= Request =
Reproduce the material below word for word, leaving out the pictures.

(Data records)
↓↓↓
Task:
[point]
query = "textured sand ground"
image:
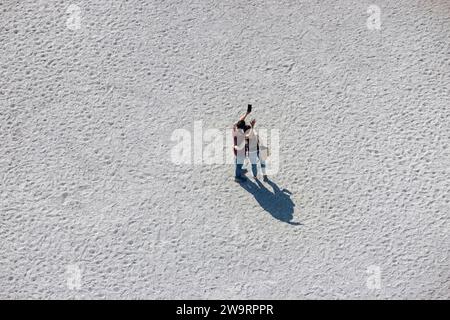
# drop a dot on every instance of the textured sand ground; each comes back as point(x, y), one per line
point(87, 181)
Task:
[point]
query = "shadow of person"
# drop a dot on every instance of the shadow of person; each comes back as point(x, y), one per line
point(278, 203)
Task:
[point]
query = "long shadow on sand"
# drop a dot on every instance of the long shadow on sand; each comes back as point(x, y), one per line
point(278, 203)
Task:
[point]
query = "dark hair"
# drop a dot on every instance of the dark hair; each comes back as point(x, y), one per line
point(241, 125)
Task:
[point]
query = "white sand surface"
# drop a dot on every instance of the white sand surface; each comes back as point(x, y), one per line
point(92, 205)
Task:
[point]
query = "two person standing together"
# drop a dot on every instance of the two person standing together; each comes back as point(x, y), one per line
point(247, 144)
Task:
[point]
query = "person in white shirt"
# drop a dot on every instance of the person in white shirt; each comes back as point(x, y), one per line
point(239, 136)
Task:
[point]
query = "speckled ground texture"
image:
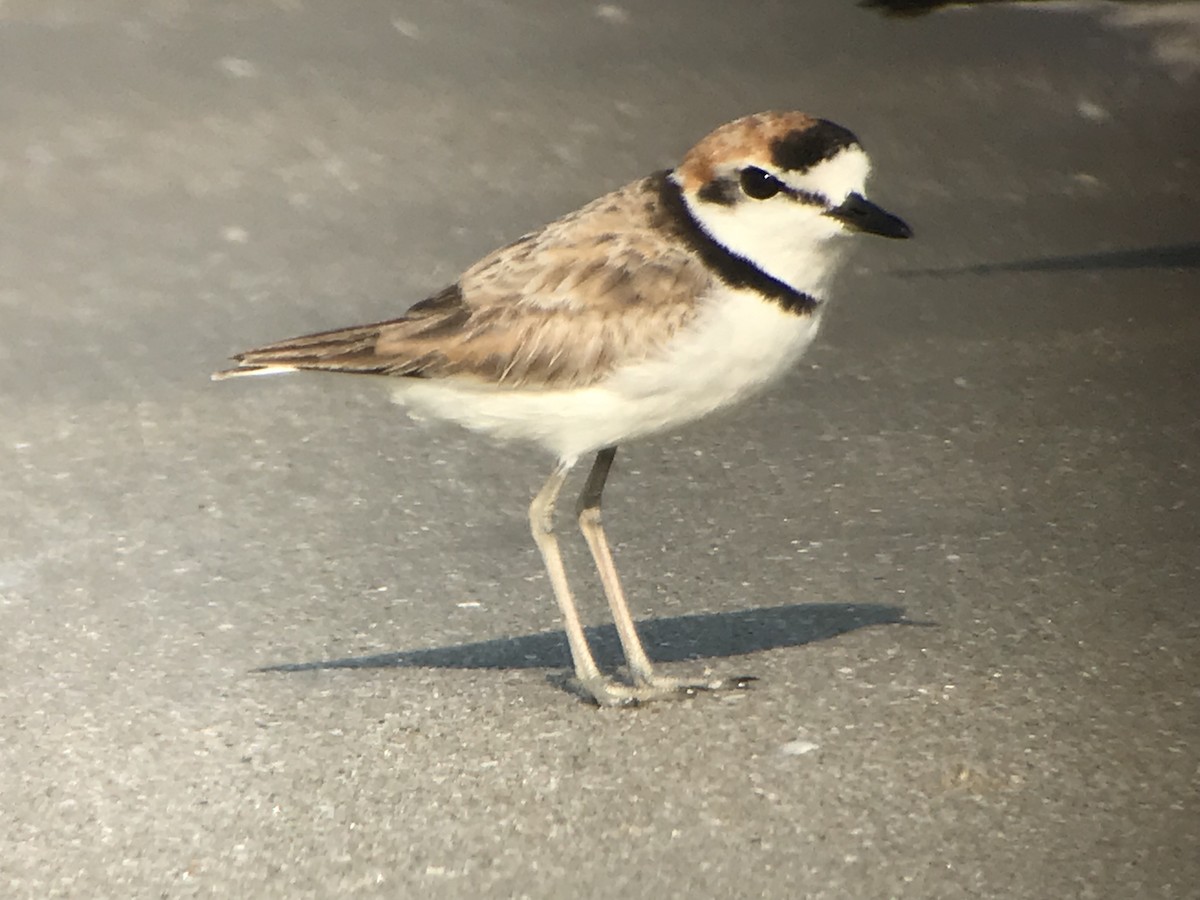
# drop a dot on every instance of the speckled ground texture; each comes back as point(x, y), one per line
point(274, 640)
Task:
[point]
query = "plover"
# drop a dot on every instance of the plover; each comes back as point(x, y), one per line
point(649, 307)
↑↑↑
= Output of the exercise =
Task:
[point]
query = "textured sand ground"
image:
# drop a dot on every instance of the textured sand ground; each comes back as point(x, y), one per line
point(87, 181)
Task:
[point]
query = "shadow of person"
# drop a dot on every instance of the shadow of person; each comes back as point(x, y), one per line
point(278, 203)
Task:
[point]
query = "long shadow on sand"
# drop a dot on every instance of the long shadow on sand; each comes back as point(x, y), one per line
point(278, 203)
Task:
[point]
query = "dark hair"
# drop a dot on every instance of the dark hair; each comes back as point(x, y), one per line
point(241, 125)
Task:
[point]
query = "white sand surface"
# drop a dot on every instance of the white sand surface; each comes back as point(x, y), one per line
point(92, 205)
Task:
[point]
query = "two person standing together"
# drop a dot on every instance of the two person standing together; each comes back as point(x, y), one per line
point(247, 144)
Task:
[point]
query = "person in white shirt"
# drop a dot on every instance of the person in white shirt; each comes back as point(x, y), one per line
point(239, 136)
Task:
[point]
query = "speckled ground texture"
image:
# drop a dot on every instance of the speckled ground texture; each comes back as point(x, y), one per line
point(274, 640)
Task:
[point]
query = "plover"
# drop a dot on every instance of the plover; each comes back as point(x, y), one per line
point(649, 307)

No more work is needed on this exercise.